## PROBLEM DESCRIPTION
Copy the part of the data below that begins with the line containing "The component shall return one point per instance of the tiled" and runs through the end of the data, keeping every line exactly as it appears.

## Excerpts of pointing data
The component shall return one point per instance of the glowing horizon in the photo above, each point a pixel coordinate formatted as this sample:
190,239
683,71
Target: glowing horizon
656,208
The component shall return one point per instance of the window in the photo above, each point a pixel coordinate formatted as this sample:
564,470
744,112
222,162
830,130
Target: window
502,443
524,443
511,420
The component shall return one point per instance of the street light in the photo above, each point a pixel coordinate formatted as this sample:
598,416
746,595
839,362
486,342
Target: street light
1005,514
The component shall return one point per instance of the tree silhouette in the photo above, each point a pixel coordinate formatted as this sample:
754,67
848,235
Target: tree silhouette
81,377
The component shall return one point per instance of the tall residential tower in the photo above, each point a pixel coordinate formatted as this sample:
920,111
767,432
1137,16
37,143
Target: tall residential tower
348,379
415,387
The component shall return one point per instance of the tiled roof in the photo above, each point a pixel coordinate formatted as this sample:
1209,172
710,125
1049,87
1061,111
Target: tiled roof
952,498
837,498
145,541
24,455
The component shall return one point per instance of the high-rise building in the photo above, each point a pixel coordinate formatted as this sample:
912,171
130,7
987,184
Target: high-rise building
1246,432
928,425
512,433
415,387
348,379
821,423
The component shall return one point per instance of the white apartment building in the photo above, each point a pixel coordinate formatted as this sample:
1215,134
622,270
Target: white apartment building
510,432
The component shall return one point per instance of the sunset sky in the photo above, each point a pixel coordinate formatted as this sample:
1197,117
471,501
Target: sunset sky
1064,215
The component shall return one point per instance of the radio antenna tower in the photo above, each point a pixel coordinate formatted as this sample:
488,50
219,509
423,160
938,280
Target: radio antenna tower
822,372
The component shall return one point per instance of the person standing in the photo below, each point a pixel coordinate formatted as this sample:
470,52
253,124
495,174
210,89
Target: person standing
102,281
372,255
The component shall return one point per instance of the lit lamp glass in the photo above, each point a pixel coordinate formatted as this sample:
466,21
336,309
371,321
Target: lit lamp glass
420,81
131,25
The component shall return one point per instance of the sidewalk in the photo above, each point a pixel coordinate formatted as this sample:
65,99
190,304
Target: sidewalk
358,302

## REPLY TO THE EXERCISE
The component shall return one point per instance of the tiled roof in the photo above, each point a pixel coordinate formatted as this sample:
1209,172
710,125
1049,87
1061,111
Target: tiled roof
952,498
837,498
145,541
24,455
The component shall return one point per instance of the high-rise building in the photo above, each point a pixel coordinate formatted as this sample:
912,171
130,7
987,184
Target: high-rise building
1246,432
928,425
512,433
415,387
348,379
821,423
The component shall return one point per instance of the white apartment building in the photo above, each point a pixel coordinate formatted as this sample:
1215,134
622,270
Target: white apartment building
510,432
The component shall return one point per instance of the sunset sky in the photo above, each point a pixel coordinate formatted as this sample:
1197,117
471,501
Target: sunset sky
1064,215
The component shall return one point per instance of the radio antenna tower in the photo above, each point a pixel coordinate formatted as this sample:
488,50
219,509
423,160
938,280
Target: radio antenna tower
822,372
The component shall return one point per instance of the person standing in the photo below, each point a pixel coordinate formatted as this sample:
470,52
253,124
495,174
210,89
Target: person standing
102,281
372,255
The component shall return one point per instance of the lit lamp glass in the photo above, each point a pixel coordinate formatted as this sample:
466,21
336,309
371,321
Target: lit lamp glass
420,81
131,25
The component shall return one point per instance of the sidewalk in the photo above, each point a pixel coordinate formatted as this sample:
65,99
190,304
Target: sidewalk
358,302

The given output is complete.